=== RECORDS SHOWN ===
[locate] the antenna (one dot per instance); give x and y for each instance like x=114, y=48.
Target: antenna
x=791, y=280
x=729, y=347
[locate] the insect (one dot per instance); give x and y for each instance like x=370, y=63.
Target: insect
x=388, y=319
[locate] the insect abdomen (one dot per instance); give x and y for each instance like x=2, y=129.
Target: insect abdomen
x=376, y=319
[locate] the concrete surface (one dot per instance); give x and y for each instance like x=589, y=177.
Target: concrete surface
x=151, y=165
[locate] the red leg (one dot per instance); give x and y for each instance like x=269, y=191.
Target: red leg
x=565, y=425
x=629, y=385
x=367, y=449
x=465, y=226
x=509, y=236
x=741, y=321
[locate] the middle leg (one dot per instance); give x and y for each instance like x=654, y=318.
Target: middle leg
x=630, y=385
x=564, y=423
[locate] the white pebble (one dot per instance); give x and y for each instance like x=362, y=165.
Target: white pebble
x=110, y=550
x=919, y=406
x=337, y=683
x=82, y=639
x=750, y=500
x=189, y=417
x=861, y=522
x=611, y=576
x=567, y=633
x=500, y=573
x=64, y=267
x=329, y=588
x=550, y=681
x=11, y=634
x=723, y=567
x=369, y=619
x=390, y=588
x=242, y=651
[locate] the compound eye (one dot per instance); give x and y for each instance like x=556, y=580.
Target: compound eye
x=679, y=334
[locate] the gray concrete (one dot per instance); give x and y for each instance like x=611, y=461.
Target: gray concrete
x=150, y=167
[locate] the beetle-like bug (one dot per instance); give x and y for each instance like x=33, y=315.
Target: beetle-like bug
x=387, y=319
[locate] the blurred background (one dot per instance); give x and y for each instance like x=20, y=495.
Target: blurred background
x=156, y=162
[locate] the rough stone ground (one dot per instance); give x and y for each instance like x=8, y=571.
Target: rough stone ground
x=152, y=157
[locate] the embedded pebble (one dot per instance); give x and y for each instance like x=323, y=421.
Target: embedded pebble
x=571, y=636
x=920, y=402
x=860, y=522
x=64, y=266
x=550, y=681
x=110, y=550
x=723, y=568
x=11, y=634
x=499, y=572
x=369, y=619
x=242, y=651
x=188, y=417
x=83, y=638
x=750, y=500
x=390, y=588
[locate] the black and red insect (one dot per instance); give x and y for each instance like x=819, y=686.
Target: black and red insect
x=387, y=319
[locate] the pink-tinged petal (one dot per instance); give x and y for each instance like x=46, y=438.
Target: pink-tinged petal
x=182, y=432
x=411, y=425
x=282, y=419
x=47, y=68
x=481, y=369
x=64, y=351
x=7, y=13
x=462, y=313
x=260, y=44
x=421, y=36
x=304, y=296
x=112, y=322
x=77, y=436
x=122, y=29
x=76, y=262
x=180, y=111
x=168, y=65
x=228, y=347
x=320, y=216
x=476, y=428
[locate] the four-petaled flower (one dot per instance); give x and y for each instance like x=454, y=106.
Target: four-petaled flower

=== ACTION ITEM ===
Reproduce the listing above verbatim.

=== RESPONSE ===
[locate] the antenna (one dot per instance); give x and y for each instance like x=114, y=48.
Target: antenna
x=791, y=280
x=729, y=347
[locate] the insect (one dot per instance); give x and y for each instance like x=370, y=63.
Target: insect
x=388, y=319
[locate] the insect abdomen (one dot per instance); give x and y for each instance like x=2, y=129.
Target: insect abdomen
x=376, y=319
[locate] the concrete surface (one dot per instance); give x and y for each instance like x=589, y=177.
Target: concrete surface
x=151, y=165
[locate] the red leg (one dot per instance); give x and y for each instance like x=269, y=191.
Target: red leg
x=565, y=425
x=629, y=385
x=367, y=449
x=465, y=226
x=509, y=236
x=741, y=321
[locate] the middle leg (one dot per instance); give x and y for each instance like x=654, y=318.
Target: middle leg
x=630, y=385
x=564, y=423
[locate] the white pebble (one dot per instance); give x and y for each instance like x=362, y=165.
Target: white pebble
x=110, y=550
x=919, y=406
x=337, y=683
x=82, y=639
x=750, y=500
x=189, y=417
x=861, y=522
x=611, y=576
x=567, y=633
x=500, y=573
x=64, y=267
x=329, y=588
x=550, y=681
x=11, y=634
x=723, y=567
x=369, y=619
x=390, y=588
x=242, y=651
[locate] the compound eye (one dot per instance); give x and y for each instance like x=556, y=580.
Target: compound eye
x=679, y=334
[locate] the gray concrete (one dot per instance); give x and y for each instance like x=611, y=461.
Target: gray concrete
x=150, y=167
[locate] the beetle-like bug (one dot per instance); give x and y for each instance like x=33, y=315.
Target: beetle-like bug
x=387, y=319
[locate] the blurred background (one dot per instance); give x and y for each instance like x=20, y=495.
Target: blurred background
x=156, y=162
[locate] the rough stone ground (one dot per instance); give x and y for each instance like x=8, y=571.
Target: rough stone ground
x=152, y=157
[locate] the embedded pebble (one dot per instance); give x and y for each instance like x=323, y=421.
Target: embedded pebble
x=571, y=636
x=920, y=402
x=860, y=522
x=64, y=266
x=550, y=681
x=110, y=550
x=723, y=568
x=11, y=634
x=499, y=572
x=369, y=619
x=242, y=651
x=188, y=417
x=83, y=638
x=750, y=500
x=390, y=588
[locate] the black and red insect (one dot per instance); give x and y for each instance like x=819, y=686.
Target: black and red insect
x=387, y=319
[locate] the pink-tinged petal (one dot per instance); give x and y for each instance like x=46, y=438.
Target: pink-tinged petal
x=182, y=432
x=411, y=425
x=282, y=419
x=47, y=68
x=481, y=369
x=64, y=351
x=7, y=13
x=462, y=313
x=260, y=44
x=421, y=36
x=304, y=296
x=112, y=322
x=77, y=436
x=122, y=29
x=76, y=262
x=180, y=111
x=168, y=65
x=228, y=347
x=320, y=216
x=476, y=428
[locate] the four-petaled flower (one dot per instance); give x and y for each instance like x=454, y=106.
Target: four-petaled flower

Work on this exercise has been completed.